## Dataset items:

·····

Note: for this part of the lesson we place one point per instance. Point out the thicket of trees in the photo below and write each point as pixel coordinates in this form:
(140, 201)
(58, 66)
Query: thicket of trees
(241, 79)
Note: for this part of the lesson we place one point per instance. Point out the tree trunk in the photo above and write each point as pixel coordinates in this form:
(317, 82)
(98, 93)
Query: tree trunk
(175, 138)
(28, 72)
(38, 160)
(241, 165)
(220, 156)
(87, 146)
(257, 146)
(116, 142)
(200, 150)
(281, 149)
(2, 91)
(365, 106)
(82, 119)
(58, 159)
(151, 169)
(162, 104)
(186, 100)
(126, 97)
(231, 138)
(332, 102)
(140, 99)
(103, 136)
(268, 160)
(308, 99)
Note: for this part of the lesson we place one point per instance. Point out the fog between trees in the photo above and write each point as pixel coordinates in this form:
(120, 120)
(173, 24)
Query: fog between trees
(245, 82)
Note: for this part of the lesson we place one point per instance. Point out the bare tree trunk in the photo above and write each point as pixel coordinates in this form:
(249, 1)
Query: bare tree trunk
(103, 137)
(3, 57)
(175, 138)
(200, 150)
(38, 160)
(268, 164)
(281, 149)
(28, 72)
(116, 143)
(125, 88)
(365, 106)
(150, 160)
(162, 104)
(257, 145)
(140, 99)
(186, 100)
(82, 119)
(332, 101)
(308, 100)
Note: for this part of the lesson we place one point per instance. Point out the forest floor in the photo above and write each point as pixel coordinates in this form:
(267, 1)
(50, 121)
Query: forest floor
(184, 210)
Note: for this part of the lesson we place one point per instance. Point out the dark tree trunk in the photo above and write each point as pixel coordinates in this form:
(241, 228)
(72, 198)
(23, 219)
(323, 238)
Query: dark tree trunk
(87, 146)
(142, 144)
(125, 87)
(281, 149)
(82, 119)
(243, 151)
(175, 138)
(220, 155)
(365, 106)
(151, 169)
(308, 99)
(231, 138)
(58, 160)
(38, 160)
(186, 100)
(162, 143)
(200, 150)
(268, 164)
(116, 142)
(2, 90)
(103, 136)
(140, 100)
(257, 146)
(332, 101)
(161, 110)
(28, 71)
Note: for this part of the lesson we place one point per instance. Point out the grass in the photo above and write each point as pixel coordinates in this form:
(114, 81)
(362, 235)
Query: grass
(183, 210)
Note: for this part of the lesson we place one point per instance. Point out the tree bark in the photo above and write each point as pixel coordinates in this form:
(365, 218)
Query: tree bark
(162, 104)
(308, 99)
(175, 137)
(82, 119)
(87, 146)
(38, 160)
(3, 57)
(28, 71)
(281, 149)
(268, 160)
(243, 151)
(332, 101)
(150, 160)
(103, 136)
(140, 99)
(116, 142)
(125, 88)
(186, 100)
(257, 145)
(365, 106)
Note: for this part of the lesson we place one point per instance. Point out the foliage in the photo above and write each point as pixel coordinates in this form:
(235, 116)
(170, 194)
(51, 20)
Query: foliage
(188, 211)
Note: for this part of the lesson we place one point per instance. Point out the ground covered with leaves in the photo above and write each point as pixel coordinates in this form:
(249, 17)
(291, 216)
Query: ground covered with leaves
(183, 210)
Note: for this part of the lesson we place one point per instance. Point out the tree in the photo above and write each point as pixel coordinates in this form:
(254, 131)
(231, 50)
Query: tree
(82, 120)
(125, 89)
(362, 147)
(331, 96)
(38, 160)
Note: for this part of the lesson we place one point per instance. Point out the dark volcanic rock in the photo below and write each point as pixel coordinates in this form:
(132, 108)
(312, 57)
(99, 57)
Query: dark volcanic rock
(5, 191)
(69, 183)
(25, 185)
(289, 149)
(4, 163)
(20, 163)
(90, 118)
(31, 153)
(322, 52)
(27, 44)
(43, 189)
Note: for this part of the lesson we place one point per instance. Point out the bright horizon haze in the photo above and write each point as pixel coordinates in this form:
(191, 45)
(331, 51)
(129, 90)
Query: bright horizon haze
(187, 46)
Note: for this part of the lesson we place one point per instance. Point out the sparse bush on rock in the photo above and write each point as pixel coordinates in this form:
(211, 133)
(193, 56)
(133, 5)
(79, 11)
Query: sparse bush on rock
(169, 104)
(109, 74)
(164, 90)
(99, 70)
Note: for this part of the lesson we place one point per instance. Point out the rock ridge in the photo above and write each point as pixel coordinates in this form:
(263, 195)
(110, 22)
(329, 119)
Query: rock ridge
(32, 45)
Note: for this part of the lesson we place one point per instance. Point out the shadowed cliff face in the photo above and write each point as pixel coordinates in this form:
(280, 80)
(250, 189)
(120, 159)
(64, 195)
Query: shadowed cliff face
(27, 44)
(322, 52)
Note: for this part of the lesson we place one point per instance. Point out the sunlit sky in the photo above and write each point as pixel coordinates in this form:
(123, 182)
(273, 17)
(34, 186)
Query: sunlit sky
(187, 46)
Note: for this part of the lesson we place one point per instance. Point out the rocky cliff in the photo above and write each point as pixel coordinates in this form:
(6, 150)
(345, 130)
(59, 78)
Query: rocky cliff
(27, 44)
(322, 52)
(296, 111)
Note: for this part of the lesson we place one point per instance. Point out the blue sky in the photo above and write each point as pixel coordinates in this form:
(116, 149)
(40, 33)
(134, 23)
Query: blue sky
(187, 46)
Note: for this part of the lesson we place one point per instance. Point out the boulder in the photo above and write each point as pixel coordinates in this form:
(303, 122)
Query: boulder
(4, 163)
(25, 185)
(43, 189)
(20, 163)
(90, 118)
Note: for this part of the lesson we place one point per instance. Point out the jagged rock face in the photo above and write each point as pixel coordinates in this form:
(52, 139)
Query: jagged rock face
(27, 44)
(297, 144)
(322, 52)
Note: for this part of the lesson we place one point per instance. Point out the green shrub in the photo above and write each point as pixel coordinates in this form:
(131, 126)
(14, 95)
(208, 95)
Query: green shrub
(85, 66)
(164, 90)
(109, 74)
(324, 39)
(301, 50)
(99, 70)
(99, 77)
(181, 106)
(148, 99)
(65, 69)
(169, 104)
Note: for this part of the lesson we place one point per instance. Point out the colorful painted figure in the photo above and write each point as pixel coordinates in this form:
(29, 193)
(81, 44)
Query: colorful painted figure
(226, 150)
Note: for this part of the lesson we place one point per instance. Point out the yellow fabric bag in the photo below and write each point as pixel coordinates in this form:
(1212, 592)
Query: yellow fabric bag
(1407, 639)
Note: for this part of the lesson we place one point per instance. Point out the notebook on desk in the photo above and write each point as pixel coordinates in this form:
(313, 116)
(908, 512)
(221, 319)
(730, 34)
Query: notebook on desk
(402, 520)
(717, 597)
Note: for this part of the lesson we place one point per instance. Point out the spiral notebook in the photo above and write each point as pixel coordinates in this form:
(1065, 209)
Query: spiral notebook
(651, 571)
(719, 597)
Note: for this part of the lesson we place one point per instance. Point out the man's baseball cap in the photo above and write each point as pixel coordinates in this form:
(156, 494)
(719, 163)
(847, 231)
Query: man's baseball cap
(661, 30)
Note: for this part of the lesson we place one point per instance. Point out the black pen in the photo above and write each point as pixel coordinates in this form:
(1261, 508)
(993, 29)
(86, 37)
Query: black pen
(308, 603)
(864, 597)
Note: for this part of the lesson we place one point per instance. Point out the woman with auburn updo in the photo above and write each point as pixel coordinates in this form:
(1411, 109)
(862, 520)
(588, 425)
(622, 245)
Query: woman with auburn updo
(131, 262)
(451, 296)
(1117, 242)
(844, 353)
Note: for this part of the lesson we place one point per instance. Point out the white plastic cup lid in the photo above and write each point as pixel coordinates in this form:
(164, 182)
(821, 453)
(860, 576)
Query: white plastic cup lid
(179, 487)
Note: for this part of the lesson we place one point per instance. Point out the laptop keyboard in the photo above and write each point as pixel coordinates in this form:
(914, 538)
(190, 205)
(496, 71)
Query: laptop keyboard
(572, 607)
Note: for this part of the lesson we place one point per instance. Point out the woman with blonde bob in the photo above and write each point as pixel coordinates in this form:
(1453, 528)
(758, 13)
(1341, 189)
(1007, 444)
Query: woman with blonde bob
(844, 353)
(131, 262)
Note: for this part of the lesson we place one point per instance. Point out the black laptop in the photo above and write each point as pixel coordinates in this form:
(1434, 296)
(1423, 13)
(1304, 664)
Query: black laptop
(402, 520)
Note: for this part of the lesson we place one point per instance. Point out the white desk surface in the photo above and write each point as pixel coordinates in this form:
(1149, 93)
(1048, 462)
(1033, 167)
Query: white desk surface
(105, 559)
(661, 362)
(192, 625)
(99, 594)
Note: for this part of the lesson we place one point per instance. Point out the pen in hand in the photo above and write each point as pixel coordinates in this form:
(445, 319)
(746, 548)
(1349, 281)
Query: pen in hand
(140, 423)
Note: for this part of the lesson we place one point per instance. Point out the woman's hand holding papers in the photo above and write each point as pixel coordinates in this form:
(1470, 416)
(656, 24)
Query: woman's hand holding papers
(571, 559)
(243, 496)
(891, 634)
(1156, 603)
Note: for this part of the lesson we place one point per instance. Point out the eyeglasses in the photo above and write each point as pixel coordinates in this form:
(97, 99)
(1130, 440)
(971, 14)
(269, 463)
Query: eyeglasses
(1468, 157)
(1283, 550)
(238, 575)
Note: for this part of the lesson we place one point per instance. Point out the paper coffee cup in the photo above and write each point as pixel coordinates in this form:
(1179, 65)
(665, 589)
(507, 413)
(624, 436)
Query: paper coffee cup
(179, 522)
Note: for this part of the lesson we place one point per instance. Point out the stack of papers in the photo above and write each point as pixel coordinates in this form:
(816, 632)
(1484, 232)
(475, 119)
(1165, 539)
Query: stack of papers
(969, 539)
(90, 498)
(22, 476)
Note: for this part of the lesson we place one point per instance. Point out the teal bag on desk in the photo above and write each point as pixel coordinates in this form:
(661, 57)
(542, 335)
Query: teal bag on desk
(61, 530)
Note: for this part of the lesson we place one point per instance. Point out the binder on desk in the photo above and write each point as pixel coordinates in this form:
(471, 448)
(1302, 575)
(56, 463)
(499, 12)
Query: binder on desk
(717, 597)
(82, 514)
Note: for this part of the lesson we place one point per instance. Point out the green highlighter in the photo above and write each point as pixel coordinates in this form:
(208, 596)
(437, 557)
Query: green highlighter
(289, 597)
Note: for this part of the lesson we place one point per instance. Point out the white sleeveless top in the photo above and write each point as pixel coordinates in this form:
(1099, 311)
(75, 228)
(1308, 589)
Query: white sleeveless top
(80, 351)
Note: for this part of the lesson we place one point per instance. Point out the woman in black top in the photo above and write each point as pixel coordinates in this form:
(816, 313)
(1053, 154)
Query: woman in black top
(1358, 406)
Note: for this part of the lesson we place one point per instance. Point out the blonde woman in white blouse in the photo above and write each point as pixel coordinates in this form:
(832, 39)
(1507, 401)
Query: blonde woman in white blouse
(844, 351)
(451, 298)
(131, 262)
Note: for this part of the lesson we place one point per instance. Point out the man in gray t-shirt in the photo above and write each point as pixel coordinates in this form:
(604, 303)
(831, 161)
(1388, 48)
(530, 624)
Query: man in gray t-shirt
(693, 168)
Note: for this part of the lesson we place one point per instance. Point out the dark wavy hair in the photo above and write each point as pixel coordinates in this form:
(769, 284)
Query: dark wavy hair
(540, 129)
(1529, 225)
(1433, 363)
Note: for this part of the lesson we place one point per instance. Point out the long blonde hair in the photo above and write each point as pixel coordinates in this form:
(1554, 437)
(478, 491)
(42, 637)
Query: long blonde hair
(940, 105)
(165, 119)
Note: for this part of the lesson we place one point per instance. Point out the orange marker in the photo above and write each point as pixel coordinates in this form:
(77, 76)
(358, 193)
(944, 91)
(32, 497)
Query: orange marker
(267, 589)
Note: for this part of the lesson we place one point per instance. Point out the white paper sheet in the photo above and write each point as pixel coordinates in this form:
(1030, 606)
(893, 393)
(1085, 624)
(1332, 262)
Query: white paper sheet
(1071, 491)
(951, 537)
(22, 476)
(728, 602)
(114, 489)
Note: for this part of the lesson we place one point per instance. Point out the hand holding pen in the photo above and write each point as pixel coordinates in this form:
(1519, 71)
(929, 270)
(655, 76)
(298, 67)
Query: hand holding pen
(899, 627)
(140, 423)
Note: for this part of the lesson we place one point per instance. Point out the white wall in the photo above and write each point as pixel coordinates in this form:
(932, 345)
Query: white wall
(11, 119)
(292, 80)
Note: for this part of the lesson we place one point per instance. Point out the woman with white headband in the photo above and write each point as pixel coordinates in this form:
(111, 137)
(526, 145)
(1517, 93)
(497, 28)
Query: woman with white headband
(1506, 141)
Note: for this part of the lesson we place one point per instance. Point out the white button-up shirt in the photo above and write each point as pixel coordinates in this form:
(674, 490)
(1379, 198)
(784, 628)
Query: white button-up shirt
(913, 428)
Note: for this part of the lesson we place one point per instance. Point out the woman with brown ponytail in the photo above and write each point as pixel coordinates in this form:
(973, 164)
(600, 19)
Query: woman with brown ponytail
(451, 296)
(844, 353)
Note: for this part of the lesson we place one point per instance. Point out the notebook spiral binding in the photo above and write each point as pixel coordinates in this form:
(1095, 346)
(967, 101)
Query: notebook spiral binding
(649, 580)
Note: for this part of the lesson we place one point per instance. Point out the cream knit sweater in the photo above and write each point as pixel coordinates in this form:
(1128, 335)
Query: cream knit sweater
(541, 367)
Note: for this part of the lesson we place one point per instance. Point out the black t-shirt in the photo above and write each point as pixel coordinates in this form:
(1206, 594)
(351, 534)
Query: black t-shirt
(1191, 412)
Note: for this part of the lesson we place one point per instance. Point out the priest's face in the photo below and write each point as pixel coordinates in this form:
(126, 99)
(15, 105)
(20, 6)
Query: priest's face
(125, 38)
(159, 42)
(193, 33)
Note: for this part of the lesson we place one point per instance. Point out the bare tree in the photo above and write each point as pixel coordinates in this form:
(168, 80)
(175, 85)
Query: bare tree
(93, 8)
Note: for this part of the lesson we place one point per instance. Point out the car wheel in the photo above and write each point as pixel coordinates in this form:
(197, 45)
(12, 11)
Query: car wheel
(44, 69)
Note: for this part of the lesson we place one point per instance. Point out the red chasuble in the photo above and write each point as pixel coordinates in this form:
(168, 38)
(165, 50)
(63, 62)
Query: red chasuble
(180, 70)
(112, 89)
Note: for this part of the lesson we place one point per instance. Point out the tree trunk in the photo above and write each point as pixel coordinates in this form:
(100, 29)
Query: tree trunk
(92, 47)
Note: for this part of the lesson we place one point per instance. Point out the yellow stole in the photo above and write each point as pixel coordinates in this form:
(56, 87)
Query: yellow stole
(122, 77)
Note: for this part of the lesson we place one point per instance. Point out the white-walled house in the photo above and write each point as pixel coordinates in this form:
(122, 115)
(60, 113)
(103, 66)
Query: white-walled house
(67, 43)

·····

## What the task asks:
If a line in the records above holds the string "below", copy it out.

## Completed exercise:
Note: for this part of the lesson we place one point per instance. Point out the thicket of trees in the photo below and write each point as pixel coordinates in this form:
Note: for this part of the lesson we place one point per instance. Point out the dark volcanic rock in the photo below and write each point as pixel coordinates in this form:
Note: for this part of the lesson we place one point per instance. Point out the yellow fabric bag in the photo below and write each point as pixel coordinates in this form:
Note: for this part of the lesson we place one point per instance. Point out the priest's face in the photo below and write each point as pixel coordinates in this form:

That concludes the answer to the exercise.